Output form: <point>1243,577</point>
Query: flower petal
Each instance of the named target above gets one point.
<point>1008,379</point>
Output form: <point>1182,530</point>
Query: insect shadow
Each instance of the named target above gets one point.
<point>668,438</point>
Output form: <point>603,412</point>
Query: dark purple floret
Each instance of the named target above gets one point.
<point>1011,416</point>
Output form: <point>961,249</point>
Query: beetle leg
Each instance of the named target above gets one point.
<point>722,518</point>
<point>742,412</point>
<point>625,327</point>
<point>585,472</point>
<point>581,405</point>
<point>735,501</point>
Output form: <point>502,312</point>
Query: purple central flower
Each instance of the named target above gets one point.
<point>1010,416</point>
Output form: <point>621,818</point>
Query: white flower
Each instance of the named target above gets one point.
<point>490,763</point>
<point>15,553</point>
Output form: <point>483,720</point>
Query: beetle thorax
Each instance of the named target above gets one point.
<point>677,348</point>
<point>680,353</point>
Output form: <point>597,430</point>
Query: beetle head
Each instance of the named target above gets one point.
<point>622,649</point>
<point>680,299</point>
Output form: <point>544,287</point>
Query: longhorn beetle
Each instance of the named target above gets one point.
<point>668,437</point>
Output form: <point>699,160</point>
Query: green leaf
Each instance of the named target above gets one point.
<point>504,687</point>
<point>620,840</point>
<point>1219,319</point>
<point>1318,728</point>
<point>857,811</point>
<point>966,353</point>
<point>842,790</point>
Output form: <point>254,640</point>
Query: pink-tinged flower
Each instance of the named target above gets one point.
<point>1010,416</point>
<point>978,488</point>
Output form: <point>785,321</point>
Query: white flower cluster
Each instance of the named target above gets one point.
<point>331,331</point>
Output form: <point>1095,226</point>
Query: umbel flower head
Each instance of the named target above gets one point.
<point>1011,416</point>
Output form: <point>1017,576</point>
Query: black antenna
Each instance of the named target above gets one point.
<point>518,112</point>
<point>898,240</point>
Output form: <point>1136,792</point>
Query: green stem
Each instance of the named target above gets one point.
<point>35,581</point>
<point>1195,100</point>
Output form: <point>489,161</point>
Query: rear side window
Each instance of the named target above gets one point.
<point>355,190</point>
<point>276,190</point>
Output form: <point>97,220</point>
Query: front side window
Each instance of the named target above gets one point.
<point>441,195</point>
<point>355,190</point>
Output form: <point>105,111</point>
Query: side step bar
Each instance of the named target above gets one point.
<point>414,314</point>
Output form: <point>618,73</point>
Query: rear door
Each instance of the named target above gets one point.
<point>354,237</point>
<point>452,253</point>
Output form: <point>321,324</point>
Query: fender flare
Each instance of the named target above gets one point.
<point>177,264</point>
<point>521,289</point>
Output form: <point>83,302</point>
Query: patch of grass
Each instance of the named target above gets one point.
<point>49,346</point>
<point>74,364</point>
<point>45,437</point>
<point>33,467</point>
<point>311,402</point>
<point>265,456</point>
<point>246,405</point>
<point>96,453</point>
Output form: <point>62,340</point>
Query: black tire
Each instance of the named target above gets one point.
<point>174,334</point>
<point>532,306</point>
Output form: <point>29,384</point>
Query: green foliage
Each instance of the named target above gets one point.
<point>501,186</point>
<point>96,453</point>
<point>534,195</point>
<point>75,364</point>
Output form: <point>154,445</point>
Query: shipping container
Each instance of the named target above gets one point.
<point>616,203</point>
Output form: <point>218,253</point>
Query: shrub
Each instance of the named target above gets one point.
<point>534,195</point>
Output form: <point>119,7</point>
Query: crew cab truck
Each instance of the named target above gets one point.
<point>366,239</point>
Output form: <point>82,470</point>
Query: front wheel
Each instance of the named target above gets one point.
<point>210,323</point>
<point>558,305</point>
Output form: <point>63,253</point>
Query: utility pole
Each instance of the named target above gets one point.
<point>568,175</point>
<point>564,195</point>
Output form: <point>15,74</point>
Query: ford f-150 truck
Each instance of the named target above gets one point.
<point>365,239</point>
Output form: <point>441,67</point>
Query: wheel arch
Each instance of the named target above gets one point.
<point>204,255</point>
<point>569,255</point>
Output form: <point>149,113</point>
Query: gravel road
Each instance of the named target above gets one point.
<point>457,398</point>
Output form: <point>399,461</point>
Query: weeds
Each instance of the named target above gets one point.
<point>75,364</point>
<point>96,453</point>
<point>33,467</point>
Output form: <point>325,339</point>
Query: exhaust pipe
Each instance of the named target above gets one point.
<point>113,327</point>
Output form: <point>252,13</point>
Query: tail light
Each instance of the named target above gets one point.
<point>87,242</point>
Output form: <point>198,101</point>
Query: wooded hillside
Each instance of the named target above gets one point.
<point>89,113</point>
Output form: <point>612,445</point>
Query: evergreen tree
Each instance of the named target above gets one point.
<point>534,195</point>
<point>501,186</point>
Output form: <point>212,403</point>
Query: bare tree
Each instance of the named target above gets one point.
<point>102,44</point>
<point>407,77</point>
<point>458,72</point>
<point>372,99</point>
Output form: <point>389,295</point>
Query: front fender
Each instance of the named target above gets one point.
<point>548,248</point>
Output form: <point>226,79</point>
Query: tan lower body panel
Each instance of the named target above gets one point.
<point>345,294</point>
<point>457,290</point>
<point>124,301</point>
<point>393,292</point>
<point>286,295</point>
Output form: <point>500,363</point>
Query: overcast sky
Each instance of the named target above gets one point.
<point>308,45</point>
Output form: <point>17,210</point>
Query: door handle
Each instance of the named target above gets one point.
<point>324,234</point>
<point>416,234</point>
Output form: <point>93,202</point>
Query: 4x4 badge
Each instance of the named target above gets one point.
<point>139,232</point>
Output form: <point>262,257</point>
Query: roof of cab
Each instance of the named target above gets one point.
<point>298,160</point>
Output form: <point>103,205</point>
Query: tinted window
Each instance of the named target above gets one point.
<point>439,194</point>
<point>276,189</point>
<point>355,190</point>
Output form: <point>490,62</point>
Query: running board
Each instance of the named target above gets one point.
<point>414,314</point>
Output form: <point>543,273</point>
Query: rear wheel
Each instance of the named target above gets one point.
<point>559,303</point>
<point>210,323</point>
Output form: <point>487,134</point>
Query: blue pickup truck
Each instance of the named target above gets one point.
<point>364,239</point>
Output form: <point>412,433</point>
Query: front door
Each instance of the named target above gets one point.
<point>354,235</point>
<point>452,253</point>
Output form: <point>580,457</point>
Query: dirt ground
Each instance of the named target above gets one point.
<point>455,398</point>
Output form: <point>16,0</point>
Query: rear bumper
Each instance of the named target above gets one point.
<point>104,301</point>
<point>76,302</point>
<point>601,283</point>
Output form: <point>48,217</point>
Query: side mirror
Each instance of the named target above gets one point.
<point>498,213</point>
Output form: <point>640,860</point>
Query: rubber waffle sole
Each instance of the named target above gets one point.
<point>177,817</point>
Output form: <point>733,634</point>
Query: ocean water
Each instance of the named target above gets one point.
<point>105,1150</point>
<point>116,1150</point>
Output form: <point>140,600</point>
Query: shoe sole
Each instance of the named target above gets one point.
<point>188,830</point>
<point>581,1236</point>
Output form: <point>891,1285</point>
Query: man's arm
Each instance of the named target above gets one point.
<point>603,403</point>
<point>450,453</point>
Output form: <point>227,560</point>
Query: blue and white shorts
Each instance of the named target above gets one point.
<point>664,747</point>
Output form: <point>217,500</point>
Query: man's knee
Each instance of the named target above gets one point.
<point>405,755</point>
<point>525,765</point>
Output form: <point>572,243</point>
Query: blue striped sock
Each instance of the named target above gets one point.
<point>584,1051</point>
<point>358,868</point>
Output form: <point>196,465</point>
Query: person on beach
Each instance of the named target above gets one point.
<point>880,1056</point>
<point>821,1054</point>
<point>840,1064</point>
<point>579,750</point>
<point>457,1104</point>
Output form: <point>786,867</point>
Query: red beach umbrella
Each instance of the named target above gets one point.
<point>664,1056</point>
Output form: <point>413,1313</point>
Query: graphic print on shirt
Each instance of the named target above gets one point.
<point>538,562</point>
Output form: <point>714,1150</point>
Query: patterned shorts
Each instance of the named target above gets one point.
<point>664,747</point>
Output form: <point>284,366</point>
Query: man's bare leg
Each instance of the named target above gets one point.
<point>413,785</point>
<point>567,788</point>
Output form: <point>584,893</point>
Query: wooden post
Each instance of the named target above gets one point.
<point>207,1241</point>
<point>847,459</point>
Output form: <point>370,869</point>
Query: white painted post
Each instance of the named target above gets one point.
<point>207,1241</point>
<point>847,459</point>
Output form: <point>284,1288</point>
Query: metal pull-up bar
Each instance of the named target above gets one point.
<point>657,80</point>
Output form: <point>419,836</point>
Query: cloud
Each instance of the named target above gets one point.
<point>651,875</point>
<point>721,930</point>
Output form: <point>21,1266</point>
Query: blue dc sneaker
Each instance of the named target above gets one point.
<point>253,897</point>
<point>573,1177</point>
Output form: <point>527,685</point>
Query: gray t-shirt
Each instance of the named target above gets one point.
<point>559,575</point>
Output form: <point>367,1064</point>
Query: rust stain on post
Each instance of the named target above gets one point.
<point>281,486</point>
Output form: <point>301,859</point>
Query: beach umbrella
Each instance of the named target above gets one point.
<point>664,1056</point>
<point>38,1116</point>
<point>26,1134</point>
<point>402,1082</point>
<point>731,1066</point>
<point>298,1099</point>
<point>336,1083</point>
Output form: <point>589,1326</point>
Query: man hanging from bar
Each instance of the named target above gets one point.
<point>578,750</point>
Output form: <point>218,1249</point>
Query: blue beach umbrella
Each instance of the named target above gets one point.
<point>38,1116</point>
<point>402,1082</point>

EXERCISE GOAL: Please copy the data again, starting with the line with "Output form: <point>597,430</point>" and going on through the line with "<point>668,437</point>", and shift both coordinates of every answer point up by 122. Leave all other numbers as they are.

ANSWER TO THIS PROBLEM:
Output form: <point>597,430</point>
Query: beetle head
Each instance of the named target above gets one point.
<point>744,771</point>
<point>802,421</point>
Output form: <point>544,287</point>
Query: longhorn beetle
Each instance of the named target above gets one point.
<point>790,559</point>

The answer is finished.